» **The task**: Check each line of the material for the string "lettering", and copy the lines that have it.

» **Data for processing**:
______
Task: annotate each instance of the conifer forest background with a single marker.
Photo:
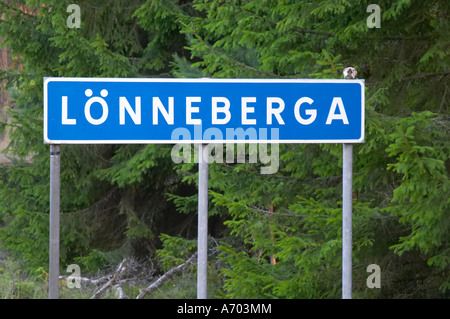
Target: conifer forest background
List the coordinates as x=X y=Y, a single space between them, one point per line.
x=134 y=203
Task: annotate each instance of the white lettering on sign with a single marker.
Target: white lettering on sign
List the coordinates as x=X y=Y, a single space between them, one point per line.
x=225 y=109
x=192 y=109
x=65 y=120
x=337 y=101
x=277 y=112
x=134 y=114
x=96 y=99
x=246 y=109
x=220 y=110
x=168 y=115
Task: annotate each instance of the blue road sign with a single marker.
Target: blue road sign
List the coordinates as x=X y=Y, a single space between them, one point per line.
x=126 y=110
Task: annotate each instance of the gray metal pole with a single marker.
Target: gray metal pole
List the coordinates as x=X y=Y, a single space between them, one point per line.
x=202 y=255
x=53 y=280
x=347 y=179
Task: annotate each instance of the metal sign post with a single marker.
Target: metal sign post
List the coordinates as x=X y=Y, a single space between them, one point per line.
x=53 y=280
x=202 y=249
x=201 y=111
x=347 y=195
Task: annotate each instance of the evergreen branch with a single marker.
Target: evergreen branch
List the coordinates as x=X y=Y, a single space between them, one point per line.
x=233 y=60
x=415 y=76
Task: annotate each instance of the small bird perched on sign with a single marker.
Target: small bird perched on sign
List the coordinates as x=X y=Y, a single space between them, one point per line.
x=350 y=73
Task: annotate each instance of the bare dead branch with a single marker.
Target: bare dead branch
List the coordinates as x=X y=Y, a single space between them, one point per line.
x=167 y=276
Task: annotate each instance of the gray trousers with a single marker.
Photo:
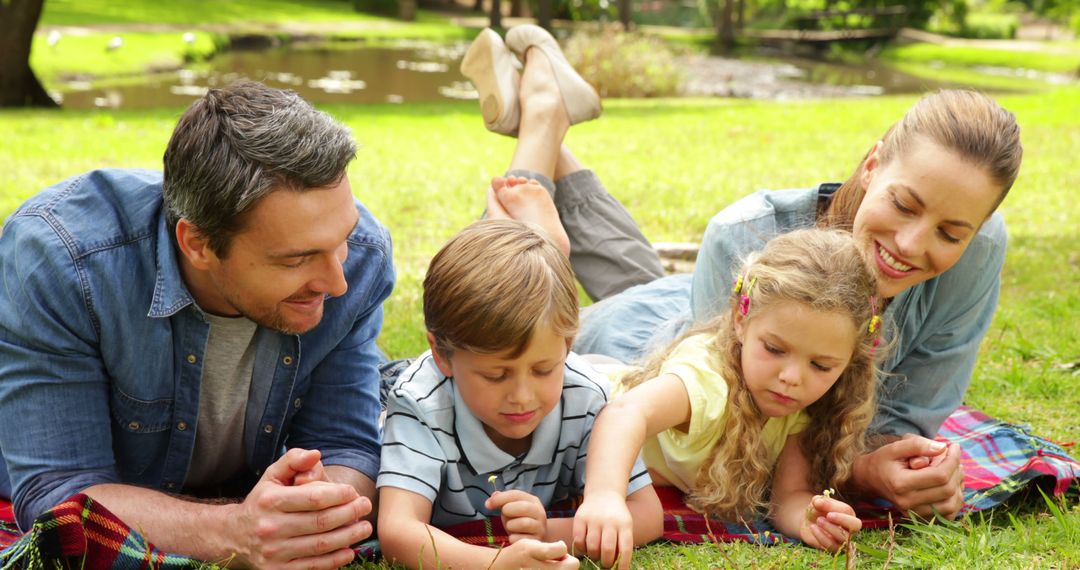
______
» **Answer to this exercise**:
Task: annotate each instance of the white lettering on sign with a single marker.
Target: white lettering on sign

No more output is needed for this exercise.